Aim of the task
List every line below that contains the string "chair". Case counts.

□ □ □ □

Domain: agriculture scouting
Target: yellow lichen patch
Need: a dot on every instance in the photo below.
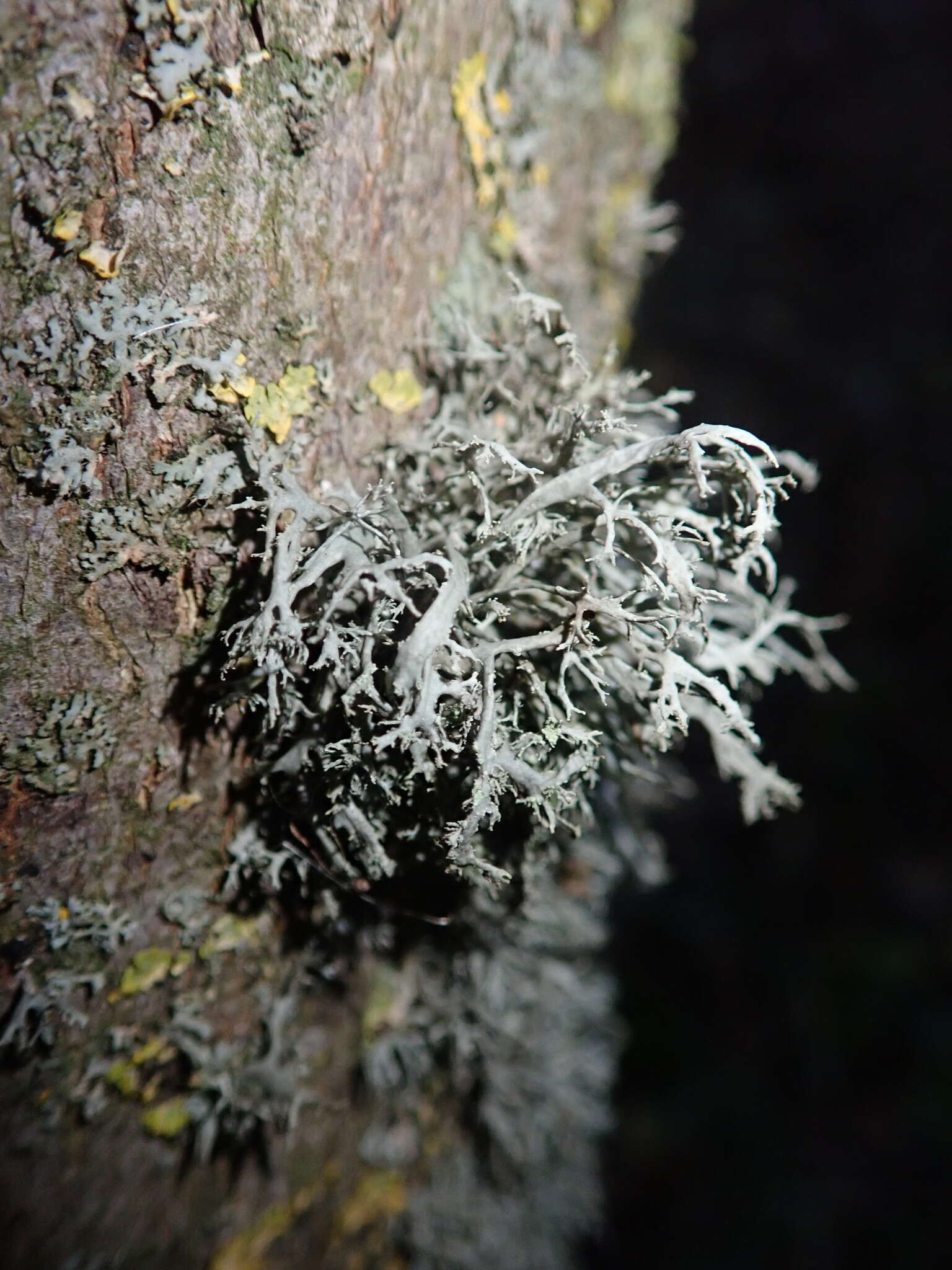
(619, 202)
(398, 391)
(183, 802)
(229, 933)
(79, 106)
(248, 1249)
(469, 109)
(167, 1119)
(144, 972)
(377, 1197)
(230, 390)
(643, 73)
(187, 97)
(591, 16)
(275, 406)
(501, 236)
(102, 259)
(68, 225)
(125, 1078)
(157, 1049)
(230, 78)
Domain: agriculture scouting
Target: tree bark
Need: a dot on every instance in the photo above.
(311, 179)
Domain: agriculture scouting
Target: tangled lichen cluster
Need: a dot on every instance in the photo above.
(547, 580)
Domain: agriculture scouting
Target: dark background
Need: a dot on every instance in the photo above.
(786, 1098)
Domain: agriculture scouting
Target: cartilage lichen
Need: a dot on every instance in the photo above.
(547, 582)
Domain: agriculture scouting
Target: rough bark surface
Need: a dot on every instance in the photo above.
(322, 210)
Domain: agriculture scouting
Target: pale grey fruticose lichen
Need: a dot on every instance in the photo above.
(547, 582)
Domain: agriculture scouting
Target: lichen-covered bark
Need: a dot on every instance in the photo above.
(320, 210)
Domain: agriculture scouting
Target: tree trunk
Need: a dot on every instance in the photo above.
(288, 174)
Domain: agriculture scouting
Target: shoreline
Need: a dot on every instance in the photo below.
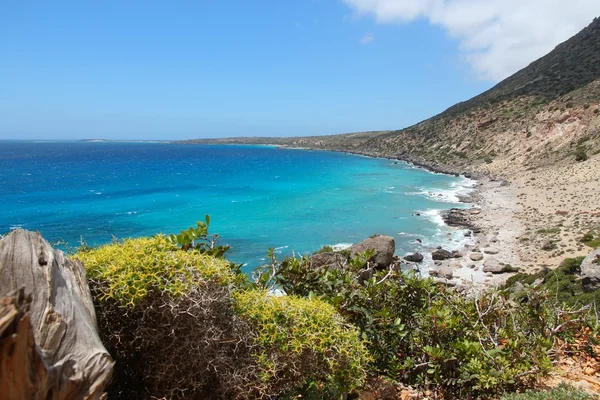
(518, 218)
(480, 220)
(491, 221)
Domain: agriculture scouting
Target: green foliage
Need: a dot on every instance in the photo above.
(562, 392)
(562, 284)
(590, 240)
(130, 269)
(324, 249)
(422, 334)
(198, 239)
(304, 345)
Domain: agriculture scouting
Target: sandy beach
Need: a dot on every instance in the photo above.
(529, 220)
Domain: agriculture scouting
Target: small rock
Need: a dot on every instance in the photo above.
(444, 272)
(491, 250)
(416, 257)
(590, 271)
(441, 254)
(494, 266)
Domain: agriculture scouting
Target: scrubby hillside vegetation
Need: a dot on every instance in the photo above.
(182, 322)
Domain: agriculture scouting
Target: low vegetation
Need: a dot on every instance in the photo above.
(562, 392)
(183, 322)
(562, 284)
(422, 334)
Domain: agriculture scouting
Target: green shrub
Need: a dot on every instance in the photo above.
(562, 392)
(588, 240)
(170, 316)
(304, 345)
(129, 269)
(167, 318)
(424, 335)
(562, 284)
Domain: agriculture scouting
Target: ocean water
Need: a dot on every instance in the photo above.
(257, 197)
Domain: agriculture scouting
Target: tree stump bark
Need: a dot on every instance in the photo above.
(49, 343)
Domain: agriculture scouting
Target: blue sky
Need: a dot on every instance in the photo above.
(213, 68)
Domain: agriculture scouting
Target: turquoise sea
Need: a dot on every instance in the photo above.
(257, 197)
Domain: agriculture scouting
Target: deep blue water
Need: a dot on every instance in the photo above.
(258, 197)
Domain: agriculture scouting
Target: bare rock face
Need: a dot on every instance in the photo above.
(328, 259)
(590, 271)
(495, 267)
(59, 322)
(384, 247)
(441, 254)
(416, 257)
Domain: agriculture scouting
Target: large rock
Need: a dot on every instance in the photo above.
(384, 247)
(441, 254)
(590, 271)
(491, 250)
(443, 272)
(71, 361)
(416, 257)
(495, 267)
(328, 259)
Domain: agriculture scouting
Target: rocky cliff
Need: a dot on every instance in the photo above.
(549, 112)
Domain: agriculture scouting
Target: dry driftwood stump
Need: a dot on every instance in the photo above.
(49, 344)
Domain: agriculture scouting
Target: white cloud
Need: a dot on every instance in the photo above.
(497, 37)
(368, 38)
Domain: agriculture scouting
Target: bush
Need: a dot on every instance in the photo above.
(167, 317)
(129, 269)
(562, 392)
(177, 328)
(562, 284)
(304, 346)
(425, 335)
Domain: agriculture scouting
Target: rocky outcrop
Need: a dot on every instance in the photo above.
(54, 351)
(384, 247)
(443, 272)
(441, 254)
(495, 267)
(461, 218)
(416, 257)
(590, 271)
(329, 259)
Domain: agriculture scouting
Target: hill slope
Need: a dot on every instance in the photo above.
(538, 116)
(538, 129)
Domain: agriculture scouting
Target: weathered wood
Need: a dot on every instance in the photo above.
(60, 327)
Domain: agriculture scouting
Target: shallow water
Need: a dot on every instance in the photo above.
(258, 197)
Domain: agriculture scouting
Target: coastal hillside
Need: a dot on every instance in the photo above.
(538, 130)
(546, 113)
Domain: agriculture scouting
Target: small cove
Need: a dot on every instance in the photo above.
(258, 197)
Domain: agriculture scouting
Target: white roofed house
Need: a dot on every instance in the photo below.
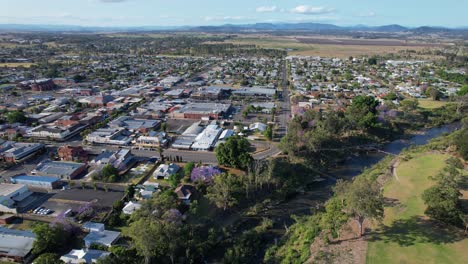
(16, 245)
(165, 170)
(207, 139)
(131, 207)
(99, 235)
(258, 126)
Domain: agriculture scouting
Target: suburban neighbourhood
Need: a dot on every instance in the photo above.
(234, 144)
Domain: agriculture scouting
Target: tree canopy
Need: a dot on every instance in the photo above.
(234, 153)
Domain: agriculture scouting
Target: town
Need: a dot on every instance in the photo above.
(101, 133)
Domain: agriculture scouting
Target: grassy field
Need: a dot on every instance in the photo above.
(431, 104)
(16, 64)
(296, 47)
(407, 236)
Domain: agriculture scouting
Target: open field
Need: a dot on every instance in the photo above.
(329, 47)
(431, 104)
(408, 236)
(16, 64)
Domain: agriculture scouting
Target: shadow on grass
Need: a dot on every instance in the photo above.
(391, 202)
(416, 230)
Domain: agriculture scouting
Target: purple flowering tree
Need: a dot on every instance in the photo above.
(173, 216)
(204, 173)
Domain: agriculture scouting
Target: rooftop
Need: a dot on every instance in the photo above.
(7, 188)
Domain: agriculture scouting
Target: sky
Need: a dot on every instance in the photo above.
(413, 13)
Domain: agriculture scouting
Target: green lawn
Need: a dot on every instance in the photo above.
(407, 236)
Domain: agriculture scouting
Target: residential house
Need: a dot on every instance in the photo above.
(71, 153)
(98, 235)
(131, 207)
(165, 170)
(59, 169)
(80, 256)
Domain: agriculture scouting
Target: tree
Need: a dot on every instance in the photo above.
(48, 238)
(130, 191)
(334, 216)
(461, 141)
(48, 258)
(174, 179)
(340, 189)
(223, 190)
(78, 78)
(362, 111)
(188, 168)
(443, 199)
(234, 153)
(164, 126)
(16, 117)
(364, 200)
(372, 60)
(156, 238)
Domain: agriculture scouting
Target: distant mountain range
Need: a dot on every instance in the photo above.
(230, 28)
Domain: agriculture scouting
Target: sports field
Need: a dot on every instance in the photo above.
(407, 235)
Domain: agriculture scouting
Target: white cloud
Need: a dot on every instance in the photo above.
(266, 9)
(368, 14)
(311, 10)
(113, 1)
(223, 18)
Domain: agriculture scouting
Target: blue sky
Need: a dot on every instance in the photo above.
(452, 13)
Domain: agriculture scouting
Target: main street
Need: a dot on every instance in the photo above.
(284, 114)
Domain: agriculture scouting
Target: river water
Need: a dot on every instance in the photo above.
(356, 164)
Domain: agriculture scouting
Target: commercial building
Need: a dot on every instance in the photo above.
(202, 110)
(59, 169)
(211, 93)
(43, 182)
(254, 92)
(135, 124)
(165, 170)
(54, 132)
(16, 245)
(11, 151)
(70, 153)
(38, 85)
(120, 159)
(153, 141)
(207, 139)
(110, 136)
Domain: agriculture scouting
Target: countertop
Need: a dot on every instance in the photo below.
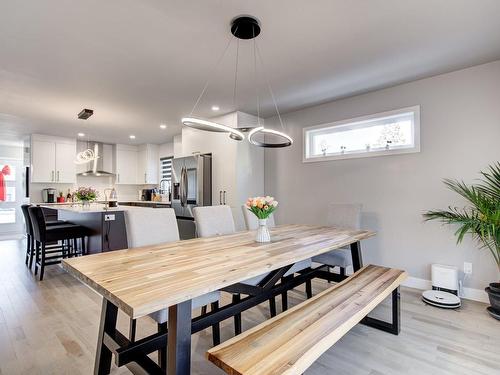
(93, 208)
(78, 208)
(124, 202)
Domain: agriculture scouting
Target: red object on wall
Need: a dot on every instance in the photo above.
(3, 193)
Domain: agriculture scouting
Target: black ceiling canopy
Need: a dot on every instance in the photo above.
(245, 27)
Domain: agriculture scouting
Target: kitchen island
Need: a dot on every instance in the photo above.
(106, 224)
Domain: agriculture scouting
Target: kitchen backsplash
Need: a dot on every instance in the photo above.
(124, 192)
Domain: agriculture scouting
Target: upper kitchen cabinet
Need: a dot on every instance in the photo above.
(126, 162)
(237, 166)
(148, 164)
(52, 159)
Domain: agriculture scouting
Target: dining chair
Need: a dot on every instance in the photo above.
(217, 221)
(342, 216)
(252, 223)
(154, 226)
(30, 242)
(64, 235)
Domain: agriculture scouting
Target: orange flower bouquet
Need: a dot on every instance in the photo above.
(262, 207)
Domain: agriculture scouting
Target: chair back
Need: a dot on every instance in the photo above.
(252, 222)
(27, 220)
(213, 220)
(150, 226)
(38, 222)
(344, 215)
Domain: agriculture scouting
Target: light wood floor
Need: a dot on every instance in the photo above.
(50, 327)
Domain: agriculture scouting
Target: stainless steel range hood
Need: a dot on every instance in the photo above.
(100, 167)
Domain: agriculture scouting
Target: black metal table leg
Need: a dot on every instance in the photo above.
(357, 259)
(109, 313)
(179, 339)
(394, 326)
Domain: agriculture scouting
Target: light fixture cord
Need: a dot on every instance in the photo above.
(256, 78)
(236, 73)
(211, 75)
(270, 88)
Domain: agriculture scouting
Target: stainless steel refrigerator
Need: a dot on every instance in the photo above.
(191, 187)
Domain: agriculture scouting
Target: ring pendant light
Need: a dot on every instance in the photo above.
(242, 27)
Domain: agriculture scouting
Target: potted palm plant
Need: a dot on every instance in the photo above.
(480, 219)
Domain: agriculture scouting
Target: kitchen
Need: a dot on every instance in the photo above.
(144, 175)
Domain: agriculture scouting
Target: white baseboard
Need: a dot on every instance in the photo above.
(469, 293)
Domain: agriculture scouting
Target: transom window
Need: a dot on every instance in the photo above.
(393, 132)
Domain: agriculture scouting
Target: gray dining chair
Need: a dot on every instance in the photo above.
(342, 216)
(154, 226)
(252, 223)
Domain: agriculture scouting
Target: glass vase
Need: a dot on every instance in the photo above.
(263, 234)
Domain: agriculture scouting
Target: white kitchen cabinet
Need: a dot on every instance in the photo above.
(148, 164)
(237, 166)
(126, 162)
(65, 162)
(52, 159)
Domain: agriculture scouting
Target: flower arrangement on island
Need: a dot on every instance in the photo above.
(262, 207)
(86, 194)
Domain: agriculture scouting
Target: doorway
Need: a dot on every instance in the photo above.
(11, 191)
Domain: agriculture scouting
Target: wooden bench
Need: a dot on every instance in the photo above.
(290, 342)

□ □ □ □

Exercise answer
Target: dining chair
Target: chair back
Target: gray dining chair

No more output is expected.